>> begin MATERIAL FOR THIS EXERCISE

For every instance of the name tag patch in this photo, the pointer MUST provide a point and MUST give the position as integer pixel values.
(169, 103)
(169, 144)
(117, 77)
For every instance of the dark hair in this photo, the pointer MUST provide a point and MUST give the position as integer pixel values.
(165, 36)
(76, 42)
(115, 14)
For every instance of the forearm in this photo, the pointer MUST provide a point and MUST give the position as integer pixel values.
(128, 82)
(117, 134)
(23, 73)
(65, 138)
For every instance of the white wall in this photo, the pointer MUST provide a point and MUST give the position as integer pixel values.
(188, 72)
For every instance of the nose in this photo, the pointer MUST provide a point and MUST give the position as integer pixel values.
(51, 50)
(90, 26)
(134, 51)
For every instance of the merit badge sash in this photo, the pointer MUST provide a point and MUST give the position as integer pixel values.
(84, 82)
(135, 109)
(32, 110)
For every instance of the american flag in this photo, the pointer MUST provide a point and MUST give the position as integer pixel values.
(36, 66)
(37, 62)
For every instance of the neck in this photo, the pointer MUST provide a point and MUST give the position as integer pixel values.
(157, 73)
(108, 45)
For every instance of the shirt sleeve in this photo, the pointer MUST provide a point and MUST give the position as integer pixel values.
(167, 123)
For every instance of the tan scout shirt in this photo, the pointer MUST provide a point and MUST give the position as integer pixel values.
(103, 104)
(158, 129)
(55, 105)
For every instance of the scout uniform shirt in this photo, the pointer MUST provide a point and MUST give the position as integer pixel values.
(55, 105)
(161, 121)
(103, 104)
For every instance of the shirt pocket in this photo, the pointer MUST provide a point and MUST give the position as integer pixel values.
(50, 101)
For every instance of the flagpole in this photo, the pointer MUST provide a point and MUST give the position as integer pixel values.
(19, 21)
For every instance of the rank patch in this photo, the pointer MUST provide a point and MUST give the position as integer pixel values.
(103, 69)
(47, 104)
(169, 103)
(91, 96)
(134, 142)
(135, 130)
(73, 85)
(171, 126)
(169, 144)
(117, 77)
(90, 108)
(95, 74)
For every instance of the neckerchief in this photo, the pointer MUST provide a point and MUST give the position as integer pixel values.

>> end MATERIAL FOR THIS EXERCISE
>> begin MATERIAL FOR THIS EXERCISE

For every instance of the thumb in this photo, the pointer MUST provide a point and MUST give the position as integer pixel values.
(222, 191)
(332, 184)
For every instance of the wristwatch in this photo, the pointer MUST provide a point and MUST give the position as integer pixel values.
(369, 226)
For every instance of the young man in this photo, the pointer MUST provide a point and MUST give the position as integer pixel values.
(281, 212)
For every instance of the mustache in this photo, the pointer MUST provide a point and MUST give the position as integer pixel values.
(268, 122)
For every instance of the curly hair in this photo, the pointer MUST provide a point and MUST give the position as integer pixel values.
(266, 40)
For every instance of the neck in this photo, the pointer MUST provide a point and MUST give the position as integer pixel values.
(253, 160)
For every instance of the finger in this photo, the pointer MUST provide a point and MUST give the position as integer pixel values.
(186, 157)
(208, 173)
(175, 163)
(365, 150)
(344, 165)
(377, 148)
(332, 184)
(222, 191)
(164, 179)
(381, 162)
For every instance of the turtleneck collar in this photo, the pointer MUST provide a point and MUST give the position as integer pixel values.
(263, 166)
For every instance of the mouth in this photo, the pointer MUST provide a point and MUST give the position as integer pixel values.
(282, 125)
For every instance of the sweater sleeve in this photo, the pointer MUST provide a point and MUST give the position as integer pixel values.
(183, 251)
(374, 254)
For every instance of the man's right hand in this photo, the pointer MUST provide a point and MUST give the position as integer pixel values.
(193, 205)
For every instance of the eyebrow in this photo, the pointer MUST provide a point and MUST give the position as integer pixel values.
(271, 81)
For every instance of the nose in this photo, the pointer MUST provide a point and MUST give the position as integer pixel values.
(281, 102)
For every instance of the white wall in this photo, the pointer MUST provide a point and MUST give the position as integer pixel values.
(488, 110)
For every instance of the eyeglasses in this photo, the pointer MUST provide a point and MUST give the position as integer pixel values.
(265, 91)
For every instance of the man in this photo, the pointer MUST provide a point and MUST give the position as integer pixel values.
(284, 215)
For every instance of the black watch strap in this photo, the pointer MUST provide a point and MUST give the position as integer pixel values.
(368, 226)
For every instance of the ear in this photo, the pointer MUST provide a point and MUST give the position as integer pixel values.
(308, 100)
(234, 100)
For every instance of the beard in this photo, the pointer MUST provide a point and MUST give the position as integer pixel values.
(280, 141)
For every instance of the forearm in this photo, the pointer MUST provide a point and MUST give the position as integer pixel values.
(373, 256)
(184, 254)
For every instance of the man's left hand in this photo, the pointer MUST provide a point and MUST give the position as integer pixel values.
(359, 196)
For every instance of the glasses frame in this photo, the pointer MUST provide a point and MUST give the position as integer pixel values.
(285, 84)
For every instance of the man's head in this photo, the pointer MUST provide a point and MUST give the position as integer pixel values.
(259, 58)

>> end MATERIAL FOR THIS EXERCISE

### AIM
Gather every line in the material above that contains the string "patch" and copy each one in full. Case counts, so only exact matches qualify.

### SOLUTION FOR THIS PROBLEM
For every instance of the name tag patch in this photo, the pointer MUST provide a point and MUST give the position as integer pixel values.
For every instance of the rank patch in this photo, the pointer MUST provide a point and MUST give the position as integer pixel values.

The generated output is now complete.